:: Requirement 1 ::
Does each of these statements agree with the forum post below on turning files into binary text: (a) converting 230KB into binary text takes the author more than 20 minutes, (b) the author invites discussion of why the human-readable form is used, (c) convertByteArrayToRegularFile writes each byte with out.print? Answer yes or no for each, quoting the post's deciding words.
:: Requirement 2 ::
Carry on the forum post below about converting files into text of 1's and 0's from where it stops.

:: Document section ::
───
0

So I use the following methods

(File is converted to Byte Array through 'convertFileToByteArray()', then written to .txt file by 'convertByteArrayToBitTextFile()'

to convert any kind of file into a Binary Text file (and by that I mean only 1's and 0's in human readable form.)

public static byte[] convertFileToByteArray(String path) throws IOException
{
    File file = new File(path);
    byte[] fileData;
    fileData = new byte[(int)file.length()];
    FileInputStream in = new FileInputStream(file);
    in.read(fileData);
    in.close();
    return fileData;
}

public static boolean convertByteArrayToBitTextFile(String path, byte[] bytes)
{
    String content = convertByteArrayToBitString(bytes);
    try
    {
        PrintWriter out = new PrintWriter(path);
        out.println(content);
        out.close();
        return true;
    }
    catch (FileNotFoundException e)
    {
        return false;
    }
}

public static String convertByteArrayToBitString(byte[] bytes)
{
    String content = "";
    for (int i = 0; i < bytes.length; i++)
    {
        content += String.format("%8s", Integer.toBinaryString(bytes[i] & 0xFF)).replace(' ', '0');
    }
    return content;
}

Edit: Additional Code:

public static byte[] convertFileToByteArray(String path) throws IOException
{
    File file = new File(path);
    byte[] fileData;
    fileData = new byte[(int)file.length()];
    FileInputStream in = new FileInputStream(file);
    in.read(fileData);
    in.close();
    return fileData;
}

public static boolean convertByteArrayToBitTextFile(String path, byte[] bytes)
{
    try
    {
        PrintWriter out = new PrintWriter(path);
        for (int i = 0; i < bytes.length; i++)
        {
            out.print(String.format("%8s", Integer.toBinaryString(bytes[i] & 0xFF)).replace(' ', '0'));
        }
        out.close();
        return true;
    }
    catch (FileNotFoundException e)
    {
        return false;
    }
}

public static boolean convertByteArrayToByteTextFile(String path, byte[] bytes)
{
    try
    {
        PrintWriter out = new PrintWriter(path);
        for(int i = 0; i < bytes.length; i++)
        {
            out.print(bytes[i]);
        }
        out.close();
        return true;
    }
    catch (FileNotFoundException e)
    {
        return false;
    }
}

public static boolean convertByteArrayToRegularFile(String path, byte[] bytes)
{
    try
    {
        PrintWriter out = new PrintWriter(path);
        for(int i = 0; i < bytes.length; i++)
        {
            out.write(bytes[i]);
        }
        out.close();
        return true;
    }
    catch (FileNotFoundException e)
    {
        return false;
    }
}

public static boolean convertBitFileToByteTextFile(String path) 
{
    try
    {
        byte[] b = convertFileToByteArray(path);
        convertByteArrayToByteTextFile(path, b);
        return true;
    }
    catch (IOException e)
    {
        return false;
    }

}

I do this to try methods of compression on a very fundamental level, so please let's not discuss why use human-readable form.

Now this works quite well so far, however I got two problems.

1) It takes foreeeever (>20 Minutes for 230KB into binary text). Is this just a by-product of the relatively complicated conversion or are there other methods to do this faster?
───
:: Pointing records ::
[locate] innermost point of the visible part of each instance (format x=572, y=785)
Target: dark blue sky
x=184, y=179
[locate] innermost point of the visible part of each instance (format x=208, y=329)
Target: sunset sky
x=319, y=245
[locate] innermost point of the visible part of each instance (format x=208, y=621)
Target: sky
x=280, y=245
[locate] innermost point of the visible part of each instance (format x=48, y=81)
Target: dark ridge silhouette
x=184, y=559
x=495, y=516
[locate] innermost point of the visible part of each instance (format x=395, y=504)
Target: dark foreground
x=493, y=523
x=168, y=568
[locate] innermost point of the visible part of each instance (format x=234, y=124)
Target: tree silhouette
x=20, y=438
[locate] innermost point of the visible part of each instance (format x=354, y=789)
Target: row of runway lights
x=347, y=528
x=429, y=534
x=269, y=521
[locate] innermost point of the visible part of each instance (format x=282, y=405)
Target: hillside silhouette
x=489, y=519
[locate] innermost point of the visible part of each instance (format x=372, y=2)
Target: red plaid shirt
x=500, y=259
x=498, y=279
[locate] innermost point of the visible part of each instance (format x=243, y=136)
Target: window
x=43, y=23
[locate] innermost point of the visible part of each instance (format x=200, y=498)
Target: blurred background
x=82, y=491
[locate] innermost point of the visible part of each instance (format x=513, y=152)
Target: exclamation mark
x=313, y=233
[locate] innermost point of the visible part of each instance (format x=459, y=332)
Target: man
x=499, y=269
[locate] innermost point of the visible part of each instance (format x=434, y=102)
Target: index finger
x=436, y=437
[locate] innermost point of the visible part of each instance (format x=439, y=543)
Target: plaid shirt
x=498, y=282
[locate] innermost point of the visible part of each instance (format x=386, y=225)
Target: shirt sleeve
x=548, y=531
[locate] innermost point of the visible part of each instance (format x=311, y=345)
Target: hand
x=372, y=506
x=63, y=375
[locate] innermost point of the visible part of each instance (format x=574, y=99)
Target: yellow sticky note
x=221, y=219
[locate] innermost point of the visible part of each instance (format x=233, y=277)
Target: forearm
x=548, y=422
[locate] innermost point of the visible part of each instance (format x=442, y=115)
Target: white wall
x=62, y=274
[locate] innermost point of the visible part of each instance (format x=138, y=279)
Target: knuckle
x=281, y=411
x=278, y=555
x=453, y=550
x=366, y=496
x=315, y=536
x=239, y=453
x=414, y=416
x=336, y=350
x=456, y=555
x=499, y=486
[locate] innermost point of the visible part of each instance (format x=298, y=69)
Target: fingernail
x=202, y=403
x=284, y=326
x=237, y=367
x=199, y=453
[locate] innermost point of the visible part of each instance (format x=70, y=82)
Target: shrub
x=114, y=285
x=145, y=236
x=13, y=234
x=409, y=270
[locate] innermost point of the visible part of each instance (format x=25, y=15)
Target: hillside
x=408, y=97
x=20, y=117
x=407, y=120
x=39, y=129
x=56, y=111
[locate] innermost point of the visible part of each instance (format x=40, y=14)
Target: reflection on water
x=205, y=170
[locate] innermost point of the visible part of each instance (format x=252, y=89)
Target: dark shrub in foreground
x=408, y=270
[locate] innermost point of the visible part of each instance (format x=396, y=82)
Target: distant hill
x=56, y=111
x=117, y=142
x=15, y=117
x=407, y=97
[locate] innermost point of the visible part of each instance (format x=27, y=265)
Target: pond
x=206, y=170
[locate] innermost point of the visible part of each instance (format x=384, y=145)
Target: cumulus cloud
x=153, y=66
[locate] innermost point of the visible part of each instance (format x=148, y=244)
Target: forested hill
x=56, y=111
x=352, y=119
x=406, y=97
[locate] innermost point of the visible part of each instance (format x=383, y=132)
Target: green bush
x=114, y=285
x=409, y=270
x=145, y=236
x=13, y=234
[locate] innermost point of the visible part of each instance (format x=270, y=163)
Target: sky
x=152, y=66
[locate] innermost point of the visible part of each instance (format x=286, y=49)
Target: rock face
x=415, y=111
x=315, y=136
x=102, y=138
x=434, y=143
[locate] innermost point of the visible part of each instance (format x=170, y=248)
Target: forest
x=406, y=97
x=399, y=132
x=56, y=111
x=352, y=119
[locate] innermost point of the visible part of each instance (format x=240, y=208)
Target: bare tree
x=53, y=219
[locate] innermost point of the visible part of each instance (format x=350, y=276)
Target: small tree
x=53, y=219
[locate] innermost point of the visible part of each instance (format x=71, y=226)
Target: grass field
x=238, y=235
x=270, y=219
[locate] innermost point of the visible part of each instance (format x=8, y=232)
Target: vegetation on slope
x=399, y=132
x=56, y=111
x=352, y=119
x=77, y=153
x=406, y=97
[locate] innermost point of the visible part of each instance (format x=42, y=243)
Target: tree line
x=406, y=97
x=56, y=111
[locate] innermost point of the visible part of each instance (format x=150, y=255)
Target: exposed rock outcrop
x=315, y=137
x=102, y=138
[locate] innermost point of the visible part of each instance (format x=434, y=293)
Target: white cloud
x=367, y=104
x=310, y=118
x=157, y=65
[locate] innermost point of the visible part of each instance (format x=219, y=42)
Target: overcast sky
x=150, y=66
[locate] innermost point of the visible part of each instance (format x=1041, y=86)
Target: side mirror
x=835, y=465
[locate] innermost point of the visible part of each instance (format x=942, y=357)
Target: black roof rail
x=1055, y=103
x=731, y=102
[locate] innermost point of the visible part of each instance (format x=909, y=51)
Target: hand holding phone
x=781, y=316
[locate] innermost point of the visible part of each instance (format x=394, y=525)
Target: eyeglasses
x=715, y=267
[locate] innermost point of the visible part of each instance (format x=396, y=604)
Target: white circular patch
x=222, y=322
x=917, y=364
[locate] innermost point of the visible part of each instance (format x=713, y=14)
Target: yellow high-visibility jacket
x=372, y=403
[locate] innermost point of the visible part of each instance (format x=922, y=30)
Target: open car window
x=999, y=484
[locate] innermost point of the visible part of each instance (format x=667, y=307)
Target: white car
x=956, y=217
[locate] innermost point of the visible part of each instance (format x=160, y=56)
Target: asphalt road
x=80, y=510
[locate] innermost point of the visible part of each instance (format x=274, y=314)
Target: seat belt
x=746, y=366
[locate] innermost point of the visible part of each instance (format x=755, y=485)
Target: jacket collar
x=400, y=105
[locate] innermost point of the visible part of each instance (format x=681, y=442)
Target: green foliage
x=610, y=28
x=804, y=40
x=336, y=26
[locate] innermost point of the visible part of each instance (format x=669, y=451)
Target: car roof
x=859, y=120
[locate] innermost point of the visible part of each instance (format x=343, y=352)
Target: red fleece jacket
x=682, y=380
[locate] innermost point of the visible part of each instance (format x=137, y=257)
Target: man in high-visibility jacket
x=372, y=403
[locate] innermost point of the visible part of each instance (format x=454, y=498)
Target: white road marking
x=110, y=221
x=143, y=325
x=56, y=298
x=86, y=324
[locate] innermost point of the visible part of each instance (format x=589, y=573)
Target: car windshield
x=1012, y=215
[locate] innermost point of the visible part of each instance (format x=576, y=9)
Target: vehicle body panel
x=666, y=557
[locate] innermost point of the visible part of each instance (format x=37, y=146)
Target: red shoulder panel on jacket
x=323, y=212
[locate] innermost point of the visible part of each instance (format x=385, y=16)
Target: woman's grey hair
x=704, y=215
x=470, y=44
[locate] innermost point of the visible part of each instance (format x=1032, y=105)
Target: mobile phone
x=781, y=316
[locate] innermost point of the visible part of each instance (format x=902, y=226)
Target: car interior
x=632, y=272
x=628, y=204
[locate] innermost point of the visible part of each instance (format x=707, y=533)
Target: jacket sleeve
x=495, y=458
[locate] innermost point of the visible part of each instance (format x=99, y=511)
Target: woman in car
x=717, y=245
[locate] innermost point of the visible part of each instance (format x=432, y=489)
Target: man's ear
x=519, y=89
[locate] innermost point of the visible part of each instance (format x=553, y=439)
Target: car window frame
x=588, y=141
───
:: Written response 1 ::
(a) Yes: "It takes foreeeever (>20 Minutes for 230KB into binary text)."
(b) No: "so please let's not discuss why use human-readable form."
(c) No: "out.write(bytes[i]);"

:: Written response 2 ::
2) and main problem: I have no idea how to convert the files back to what they used to be. Renaming from .txt to .exe does not work (not too surprising as the resulting file is two times larger than the original)

Is this still possible or did I lose Information about what the file is supposed to represent by converting it to a human-readable text file? If so, do you know any alternative that prevents this?

Any help is appreciated.

Jonas Bartkowski
  • 357
  • 1
  • 6
  • 15

2 Answers2

3

The thing that'll cost you most time is the construction of an ever increasing String. A better approach would be to write the data as soon as you have it.

The other problem is very easy. You know that every sequence of eight characters ('0' or '1') was made from a byte. Hence, you know the values of each character in an 8-character block:

01001010
       ^----- 0*1
      ^------ 1*2
     ^------- 0*4
    ^-------- 1*8
   ^--------- 0*16
  ^---------- 0*32
 ^----------- 1*64
^------------ 0*128
              -----
              64+8+2 = 74

You only need to add the values where an '1' is present.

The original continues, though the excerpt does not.